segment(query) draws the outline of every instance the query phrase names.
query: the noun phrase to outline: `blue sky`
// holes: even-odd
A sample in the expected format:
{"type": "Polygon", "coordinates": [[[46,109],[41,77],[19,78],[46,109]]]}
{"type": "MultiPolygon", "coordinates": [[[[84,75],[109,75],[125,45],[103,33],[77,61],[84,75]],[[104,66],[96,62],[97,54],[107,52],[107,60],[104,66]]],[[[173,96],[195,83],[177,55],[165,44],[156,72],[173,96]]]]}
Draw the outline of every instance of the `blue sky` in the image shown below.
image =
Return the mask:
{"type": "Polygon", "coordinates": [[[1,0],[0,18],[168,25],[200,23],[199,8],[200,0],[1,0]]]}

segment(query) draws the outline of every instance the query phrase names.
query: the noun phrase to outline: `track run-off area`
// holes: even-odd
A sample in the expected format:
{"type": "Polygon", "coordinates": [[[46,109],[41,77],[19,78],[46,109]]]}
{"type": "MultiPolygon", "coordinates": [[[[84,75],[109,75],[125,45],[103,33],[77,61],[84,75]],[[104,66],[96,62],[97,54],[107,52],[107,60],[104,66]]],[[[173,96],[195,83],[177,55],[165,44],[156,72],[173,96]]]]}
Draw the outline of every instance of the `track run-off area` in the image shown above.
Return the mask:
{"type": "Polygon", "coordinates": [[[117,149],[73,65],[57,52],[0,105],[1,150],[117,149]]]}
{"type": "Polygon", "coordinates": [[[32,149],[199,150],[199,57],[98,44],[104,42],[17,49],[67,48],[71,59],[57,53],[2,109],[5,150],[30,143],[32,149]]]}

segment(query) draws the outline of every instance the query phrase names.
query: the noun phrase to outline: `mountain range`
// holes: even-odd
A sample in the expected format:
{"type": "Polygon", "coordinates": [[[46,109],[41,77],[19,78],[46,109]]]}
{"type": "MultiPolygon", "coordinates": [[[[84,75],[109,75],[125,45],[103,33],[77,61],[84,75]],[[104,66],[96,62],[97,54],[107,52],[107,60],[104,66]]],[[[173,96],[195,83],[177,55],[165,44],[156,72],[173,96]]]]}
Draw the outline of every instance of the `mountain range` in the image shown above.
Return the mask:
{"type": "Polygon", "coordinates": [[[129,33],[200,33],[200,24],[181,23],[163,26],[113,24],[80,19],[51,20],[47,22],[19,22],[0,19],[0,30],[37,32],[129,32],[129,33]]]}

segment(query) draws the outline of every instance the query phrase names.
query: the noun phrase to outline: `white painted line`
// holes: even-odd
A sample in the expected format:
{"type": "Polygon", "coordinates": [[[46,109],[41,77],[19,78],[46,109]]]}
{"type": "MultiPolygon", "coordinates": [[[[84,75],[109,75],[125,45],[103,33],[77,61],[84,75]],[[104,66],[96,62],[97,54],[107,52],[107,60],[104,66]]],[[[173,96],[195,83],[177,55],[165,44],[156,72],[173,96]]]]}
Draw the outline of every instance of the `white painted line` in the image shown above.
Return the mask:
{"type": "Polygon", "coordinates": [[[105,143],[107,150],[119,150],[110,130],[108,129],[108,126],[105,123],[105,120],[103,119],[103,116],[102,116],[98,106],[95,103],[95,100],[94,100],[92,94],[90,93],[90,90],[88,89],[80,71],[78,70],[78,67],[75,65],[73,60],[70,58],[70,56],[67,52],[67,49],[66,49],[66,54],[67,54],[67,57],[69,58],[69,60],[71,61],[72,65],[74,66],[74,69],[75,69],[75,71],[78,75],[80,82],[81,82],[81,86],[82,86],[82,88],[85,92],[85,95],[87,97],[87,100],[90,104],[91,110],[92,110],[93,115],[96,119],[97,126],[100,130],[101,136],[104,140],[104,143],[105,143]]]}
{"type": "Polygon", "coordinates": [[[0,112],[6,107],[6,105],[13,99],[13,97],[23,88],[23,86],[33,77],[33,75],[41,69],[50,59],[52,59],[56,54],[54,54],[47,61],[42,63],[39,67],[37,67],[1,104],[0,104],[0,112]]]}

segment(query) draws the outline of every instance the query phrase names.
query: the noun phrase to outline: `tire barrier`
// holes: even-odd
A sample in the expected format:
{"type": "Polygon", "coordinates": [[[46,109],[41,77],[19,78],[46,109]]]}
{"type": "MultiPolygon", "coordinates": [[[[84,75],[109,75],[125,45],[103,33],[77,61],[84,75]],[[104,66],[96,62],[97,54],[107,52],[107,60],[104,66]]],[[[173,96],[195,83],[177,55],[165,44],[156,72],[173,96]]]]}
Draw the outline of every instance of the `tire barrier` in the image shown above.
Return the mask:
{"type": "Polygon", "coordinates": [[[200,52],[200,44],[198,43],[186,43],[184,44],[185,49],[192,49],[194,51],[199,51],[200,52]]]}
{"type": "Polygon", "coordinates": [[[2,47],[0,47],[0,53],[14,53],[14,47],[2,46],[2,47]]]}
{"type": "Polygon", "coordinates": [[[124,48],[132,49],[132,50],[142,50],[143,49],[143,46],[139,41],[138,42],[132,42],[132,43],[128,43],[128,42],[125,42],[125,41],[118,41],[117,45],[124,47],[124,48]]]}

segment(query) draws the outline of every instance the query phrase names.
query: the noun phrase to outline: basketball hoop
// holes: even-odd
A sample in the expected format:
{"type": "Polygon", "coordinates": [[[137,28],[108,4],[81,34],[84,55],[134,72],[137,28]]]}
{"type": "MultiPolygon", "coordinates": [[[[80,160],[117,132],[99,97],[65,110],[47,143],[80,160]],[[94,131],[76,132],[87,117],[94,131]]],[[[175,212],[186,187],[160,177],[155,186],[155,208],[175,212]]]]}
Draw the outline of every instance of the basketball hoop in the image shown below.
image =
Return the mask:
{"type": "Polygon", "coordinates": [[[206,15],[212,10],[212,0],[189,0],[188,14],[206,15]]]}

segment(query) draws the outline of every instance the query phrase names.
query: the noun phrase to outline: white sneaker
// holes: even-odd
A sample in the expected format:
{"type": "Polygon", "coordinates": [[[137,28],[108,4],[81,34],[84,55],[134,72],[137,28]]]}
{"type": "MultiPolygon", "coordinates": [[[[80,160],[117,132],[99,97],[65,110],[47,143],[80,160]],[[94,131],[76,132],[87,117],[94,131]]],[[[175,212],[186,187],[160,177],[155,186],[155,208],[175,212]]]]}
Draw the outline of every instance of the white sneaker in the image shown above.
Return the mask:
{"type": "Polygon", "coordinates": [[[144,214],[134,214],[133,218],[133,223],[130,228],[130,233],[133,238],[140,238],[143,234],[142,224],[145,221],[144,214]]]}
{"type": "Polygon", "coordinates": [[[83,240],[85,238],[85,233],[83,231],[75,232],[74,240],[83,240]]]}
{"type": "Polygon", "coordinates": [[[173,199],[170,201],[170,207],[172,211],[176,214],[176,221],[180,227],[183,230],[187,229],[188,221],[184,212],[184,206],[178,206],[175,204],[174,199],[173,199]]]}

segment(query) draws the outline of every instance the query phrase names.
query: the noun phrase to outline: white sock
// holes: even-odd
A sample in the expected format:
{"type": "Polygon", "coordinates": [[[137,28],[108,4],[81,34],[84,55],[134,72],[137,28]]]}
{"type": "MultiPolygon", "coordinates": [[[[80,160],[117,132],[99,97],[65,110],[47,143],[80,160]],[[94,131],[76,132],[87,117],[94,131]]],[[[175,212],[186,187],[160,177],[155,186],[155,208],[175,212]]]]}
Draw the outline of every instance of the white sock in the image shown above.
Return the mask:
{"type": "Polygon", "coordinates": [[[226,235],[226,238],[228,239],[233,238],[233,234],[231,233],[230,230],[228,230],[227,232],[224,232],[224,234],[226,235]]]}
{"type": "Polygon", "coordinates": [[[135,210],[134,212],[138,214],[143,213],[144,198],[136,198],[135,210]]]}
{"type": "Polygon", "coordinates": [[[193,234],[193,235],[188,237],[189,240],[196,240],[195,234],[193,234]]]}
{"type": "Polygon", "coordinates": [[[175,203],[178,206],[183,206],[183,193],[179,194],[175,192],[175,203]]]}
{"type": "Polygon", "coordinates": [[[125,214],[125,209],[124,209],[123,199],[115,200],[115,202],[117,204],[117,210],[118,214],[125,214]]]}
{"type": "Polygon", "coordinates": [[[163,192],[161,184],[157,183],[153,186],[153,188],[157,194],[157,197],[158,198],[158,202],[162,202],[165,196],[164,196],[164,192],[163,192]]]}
* * *
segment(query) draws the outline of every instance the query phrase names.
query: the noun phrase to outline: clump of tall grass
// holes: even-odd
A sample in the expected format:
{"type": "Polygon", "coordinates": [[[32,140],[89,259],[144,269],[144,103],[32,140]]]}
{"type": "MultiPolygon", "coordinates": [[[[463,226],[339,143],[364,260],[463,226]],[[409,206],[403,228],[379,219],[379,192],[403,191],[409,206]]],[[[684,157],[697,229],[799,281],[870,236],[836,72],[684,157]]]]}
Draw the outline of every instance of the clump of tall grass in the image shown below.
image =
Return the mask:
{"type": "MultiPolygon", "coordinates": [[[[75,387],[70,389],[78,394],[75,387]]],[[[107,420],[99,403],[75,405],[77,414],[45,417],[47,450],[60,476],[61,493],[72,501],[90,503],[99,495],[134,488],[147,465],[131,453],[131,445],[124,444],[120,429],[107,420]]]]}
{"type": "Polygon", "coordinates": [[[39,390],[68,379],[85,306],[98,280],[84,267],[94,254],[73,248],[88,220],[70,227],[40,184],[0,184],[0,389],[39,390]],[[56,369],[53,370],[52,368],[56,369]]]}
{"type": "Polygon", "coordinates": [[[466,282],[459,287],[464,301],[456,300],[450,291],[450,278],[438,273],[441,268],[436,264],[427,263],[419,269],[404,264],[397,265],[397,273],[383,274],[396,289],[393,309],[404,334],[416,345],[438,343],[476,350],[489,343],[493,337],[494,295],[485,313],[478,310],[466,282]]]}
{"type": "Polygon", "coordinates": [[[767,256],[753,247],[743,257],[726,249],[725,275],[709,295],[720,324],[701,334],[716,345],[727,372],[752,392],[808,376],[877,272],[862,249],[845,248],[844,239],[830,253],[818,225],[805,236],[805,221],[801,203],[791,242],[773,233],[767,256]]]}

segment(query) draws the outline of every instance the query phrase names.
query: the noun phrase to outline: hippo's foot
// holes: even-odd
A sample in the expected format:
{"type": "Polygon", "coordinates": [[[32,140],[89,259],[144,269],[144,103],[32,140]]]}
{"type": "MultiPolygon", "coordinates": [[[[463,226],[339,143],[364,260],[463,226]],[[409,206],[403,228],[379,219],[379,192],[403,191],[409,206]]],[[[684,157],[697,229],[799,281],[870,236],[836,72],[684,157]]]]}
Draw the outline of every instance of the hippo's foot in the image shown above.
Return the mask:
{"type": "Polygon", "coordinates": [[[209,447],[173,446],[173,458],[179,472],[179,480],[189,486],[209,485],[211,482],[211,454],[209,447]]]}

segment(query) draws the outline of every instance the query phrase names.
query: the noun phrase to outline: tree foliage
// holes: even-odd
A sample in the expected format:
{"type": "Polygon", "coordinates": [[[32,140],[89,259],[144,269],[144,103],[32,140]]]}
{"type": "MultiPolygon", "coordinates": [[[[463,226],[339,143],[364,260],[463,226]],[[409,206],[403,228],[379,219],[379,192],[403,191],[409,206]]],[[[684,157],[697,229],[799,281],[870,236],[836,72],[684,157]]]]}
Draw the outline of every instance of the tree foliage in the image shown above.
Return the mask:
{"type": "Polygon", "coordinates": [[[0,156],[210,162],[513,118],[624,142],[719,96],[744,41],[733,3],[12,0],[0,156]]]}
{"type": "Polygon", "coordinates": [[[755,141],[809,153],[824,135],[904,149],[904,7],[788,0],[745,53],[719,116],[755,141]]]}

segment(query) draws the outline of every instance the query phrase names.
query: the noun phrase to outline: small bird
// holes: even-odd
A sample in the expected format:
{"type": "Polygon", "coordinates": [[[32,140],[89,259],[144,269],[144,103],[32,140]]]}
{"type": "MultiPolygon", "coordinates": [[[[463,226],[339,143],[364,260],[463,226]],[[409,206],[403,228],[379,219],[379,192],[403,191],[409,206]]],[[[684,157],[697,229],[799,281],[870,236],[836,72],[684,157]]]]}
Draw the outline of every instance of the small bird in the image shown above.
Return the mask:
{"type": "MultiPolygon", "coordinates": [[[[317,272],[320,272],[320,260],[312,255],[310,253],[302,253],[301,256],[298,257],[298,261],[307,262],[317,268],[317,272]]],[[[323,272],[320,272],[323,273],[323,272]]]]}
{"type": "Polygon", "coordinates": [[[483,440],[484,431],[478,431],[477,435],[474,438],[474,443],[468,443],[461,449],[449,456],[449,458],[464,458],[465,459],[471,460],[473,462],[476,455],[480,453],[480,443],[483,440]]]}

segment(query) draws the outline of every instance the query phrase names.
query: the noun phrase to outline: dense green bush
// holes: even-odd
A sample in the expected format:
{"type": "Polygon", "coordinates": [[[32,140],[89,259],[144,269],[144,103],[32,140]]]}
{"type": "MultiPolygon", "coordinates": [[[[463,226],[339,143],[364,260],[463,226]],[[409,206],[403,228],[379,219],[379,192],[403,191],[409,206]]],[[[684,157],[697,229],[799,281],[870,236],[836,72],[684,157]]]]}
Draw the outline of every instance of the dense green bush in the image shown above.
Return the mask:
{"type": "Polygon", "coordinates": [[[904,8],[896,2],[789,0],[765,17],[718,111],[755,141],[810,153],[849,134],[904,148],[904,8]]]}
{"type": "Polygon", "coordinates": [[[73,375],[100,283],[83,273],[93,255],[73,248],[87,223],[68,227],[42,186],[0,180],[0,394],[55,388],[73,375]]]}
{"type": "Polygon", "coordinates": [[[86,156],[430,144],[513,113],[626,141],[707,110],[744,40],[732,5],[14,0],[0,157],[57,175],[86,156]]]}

◆ Problem
Which lines of the rows above contain the string "foot"? Gather each of them and copy it out in full.

◆ Final answer
query: the noun phrase to outline: hippo's foot
Draw the outline of every instance of the hippo's foot in the image shown above.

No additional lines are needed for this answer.